▶ Sezione del testo:

Incipit, prima stesura?

Domanda di Marco M: Incipit, prima stesura?
Il telefono squillò alle cinque di mattina del 14 dicembre. Lo squillo insistenete rimbalzava sulle pareti della piccola stanza da letto, illuminata dalla fioca luce dello schermo della tv lasciata accesa. Ed Carlile si destò di soprassato, e subito si allungò sul materasso matrimoniale per raggiungere con il braccio il comodino più lontano. Afferrò con uno strattone la cornetta e se la portò violentemente all’orecchio, facendola urtare contro la tempia. Si dimenticò per un’istante della telefonata e, mentre si massaggiava la zona dolorante, una voce gracchiante lo chiamava con pacata insistenza dal ricevitore.
«Ed? Ed ci sei?»
«Si…», rispose, ancora leggermente intontito, la voce impastata dal sonno e dal troppo fumo. «Chi parla?»
«Sono io Ed, devi venire. Raggiungimi sulla 58, al miglio 12.»
«Mmmh…D’accordo. D’accordo arrivo, dammi una mezz’ora.»
«Sbrigati. Ci vediamo lì.»
«Mmmh.»

Karl Simmons chiusè il telefono cellulare con uno scatto del polso e se lo infilò nella giacca. Alzo lo sguardo e scrutò il cielo in cerca di una prospettiva meno tragica del previsto. Ma tutto era secondo previsioni: il cielo rosso e gonfio sembrava un cadavere affogato nella tintura. Erano tre giorni ormai che pioveva senza tregua, se non per qualche sporadica ora di apparente quiete, durante la quale i più ottimisti decidono di uscire senza l’ombrello. Poveri illusi. Ma povero anche Karl Simmons, che l’ombrello se lo porterebbe volentieri dietro, se mai si ricordasse di comprarne uno, o semplicemente di riprenderlo dopo averlo lasciato in qualche portaombrelli che non sia quello di casa sua.

▶ Dati forniti:

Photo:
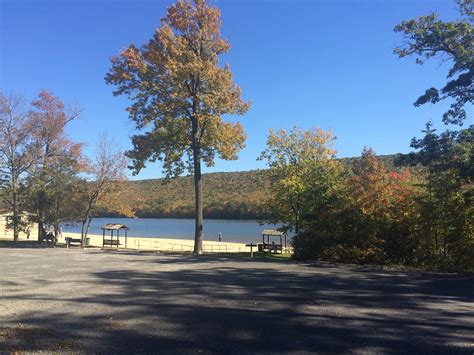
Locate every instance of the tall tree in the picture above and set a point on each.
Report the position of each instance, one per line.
(18, 152)
(59, 159)
(428, 37)
(107, 169)
(180, 94)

▶ Richieste:
**1)** In base all'incipit, a che ora e in quale giorno squillò il telefono?
**2)** Spiega, con le ragioni date dall'incipit, perché Karl Simmons non ha con sé l'ombrello.
**3)** Prosegui l'incipit a partire dalla frase finale sull'ombrello di Karl Simmons.
Le voci riportate non hanno alcun ruolo in questo lavoro.

▶ Risposte ai compiti:
**1)** Alle cinque di mattina del 14 dicembre.

**2)** Karl Simmons lo porterebbe volentieri, ma non si ricorda mai di comprarne uno. Oppure, dopo averlo lasciato in qualche portaombrelli diverso da quello di casa sua, si dimentica di riprenderlo.

**3)**
Maledicendo la propria sbatadaggine si coprì la testa con una copia del grenson daily e scese con passettini lesti la scalinata che dava sulla strada, badando bene di poggiare i piedi sulle strisce di materiale anti-scivolo incollate su ogni gradino. Proprio sull’ultimo ebbe un cedimento. Il piede sinistro scivolò di qualche centimetro in avanti, obbligando Karl ad eseguire un poco elegante gesto inconsulto con gambe e braccia che lo portò sì a riequilibrarsi, ma come conseguenza gli fece scagliare in aria il giornale, che nonostante la pioggia battente si aprì e si sdoppiò in alcune pagine, ricadendogli addosso. Se non altro era ancora in piedi.
Imprecando a bassa voce percorse al trotto gli ultimi metri che lo separavano dall’automobile e vi si fiondò dentro.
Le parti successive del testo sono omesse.